(Object detection data)
-- begin --

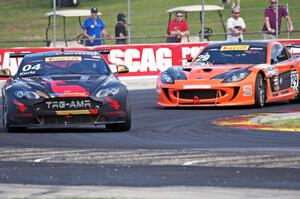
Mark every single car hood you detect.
[14,75,115,97]
[184,64,249,79]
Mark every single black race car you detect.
[0,50,131,132]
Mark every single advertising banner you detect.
[0,40,300,76]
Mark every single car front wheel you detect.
[255,73,266,108]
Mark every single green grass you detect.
[0,0,300,48]
[263,118,300,128]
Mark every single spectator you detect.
[227,6,246,41]
[82,8,110,46]
[167,11,190,43]
[221,0,240,8]
[115,13,127,44]
[262,0,294,39]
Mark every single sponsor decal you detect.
[183,84,211,89]
[193,96,200,104]
[45,100,92,109]
[220,45,250,51]
[291,71,299,91]
[105,97,121,110]
[13,99,26,113]
[45,56,81,62]
[55,110,92,115]
[243,85,252,96]
[263,65,279,77]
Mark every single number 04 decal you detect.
[291,71,299,91]
[22,64,41,72]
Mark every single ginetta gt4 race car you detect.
[156,41,300,107]
[0,50,131,131]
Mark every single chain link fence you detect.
[0,0,300,48]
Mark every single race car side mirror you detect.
[0,68,11,77]
[117,64,129,74]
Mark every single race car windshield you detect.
[195,45,266,65]
[17,56,111,77]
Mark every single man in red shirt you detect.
[262,0,294,39]
[167,12,190,43]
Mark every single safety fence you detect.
[0,0,300,48]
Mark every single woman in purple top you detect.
[262,0,294,39]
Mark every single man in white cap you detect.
[227,6,246,41]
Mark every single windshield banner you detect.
[0,40,300,76]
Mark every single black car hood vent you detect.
[51,75,81,81]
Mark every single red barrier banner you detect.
[0,40,300,76]
[0,42,207,76]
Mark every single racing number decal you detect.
[291,71,299,91]
[19,64,41,76]
[22,64,41,72]
[196,53,210,62]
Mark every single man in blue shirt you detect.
[82,8,110,46]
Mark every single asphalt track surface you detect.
[0,89,300,197]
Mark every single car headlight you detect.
[15,90,40,99]
[160,72,174,84]
[96,87,120,97]
[213,69,250,83]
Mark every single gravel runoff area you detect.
[0,184,300,199]
[0,76,300,199]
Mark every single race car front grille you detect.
[34,98,102,112]
[39,115,98,125]
[179,90,225,99]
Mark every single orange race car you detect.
[156,41,300,107]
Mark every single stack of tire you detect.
[51,0,79,8]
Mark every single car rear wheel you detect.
[105,97,131,132]
[255,73,267,108]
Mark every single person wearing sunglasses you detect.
[262,0,294,39]
[167,12,190,43]
[227,6,246,42]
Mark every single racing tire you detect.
[289,79,300,104]
[254,73,267,108]
[105,96,131,132]
[2,98,25,133]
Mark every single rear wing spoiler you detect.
[9,48,110,58]
[9,52,30,58]
[285,44,300,58]
[97,49,110,54]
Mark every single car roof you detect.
[25,50,101,58]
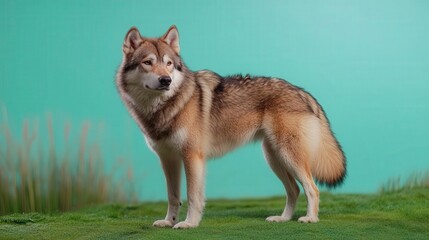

-- end --

■ Requirements: Lay out every line of the records above as a numbered list, skipping blank lines. Leave the pictures out.

■ Result for this exercise:
1. Mark every single car hood you detect.
2. [14,75,115,97]
3. [184,64,249,79]
4. Mark every single black race car you detect.
5. [0,50,131,132]
6. Mark every single advertising banner you detect.
7. [0,40,300,76]
8. Mark every single car front wheel you detect.
9. [255,73,266,108]
10. Mark every single green grass you detect.
11. [0,0,300,48]
12. [263,118,300,128]
13. Mark every single spectator you detect.
14. [227,6,246,41]
15. [82,8,110,46]
16. [167,11,190,43]
17. [221,0,240,8]
18. [115,13,127,44]
19. [262,0,294,39]
20. Mark every single sponsor decal you detect.
21. [183,84,211,89]
22. [193,96,200,104]
23. [45,100,92,109]
24. [220,45,250,51]
25. [291,71,299,91]
26. [105,97,121,110]
27. [13,99,26,113]
28. [45,56,81,62]
29. [55,110,92,115]
30. [243,85,252,96]
31. [263,65,279,77]
32. Mark every single number 04 decal you detect.
33. [291,71,299,91]
34. [22,64,41,72]
35. Mark every single ginetta gt4 race car you detect.
36. [156,41,300,107]
37. [0,50,131,131]
38. Mark every single chain link fence you detect.
39. [0,0,300,48]
40. Mark every single race car side mirror you detect.
41. [0,68,11,77]
42. [117,64,129,74]
43. Mark every single race car windshield you detect.
44. [195,45,266,65]
45. [17,56,111,77]
46. Mark every single man in red shirt you detect.
47. [262,0,294,39]
48. [167,12,190,43]
49. Mark every single safety fence you detect.
50. [0,0,300,48]
51. Mark every single woman in purple top you detect.
52. [262,0,294,39]
53. Mark every single man in white cap you detect.
54. [227,6,246,41]
55. Mark every single windshield banner you detect.
56. [0,40,300,76]
57. Mark every single black car hood vent you detect.
58. [51,75,81,81]
59. Mark every single red barrier banner you detect.
60. [0,40,300,76]
61. [0,42,207,76]
62. Mark every single racing number decal you detect.
63. [291,71,299,91]
64. [19,64,41,76]
65. [22,64,41,72]
66. [196,53,210,62]
67. Mark every single man in blue shirt you detect.
68. [82,8,110,46]
69. Mark every single asphalt track surface you detect.
70. [0,89,300,197]
71. Mark every single car headlight you detect.
72. [15,90,40,99]
73. [160,72,174,84]
74. [96,87,120,97]
75. [213,69,250,83]
76. Mark every single gravel runoff area you detect.
77. [0,184,300,199]
78. [0,76,300,199]
79. Mark every single race car front grille you detect.
80. [34,98,102,112]
81. [39,115,98,125]
82. [179,90,225,99]
83. Mark every single orange race car you detect.
84. [156,41,300,107]
85. Mark every single stack of tire you detect.
86. [51,0,79,8]
87. Mark every single car rear wheel you detect.
88. [105,97,131,132]
89. [255,73,267,108]
90. Mark every single person wearing sunglasses you detect.
91. [262,0,294,39]
92. [167,12,190,43]
93. [227,6,246,42]
94. Mark every single racing tire you detect.
95. [289,79,300,104]
96. [254,73,267,108]
97. [105,96,131,132]
98. [2,98,25,133]
99. Mark every single rear wing spoiler you detect.
100. [9,48,110,58]
101. [9,52,30,58]
102. [285,44,300,58]
103. [97,49,110,54]
104. Mark every single car roof you detect.
105. [25,50,101,58]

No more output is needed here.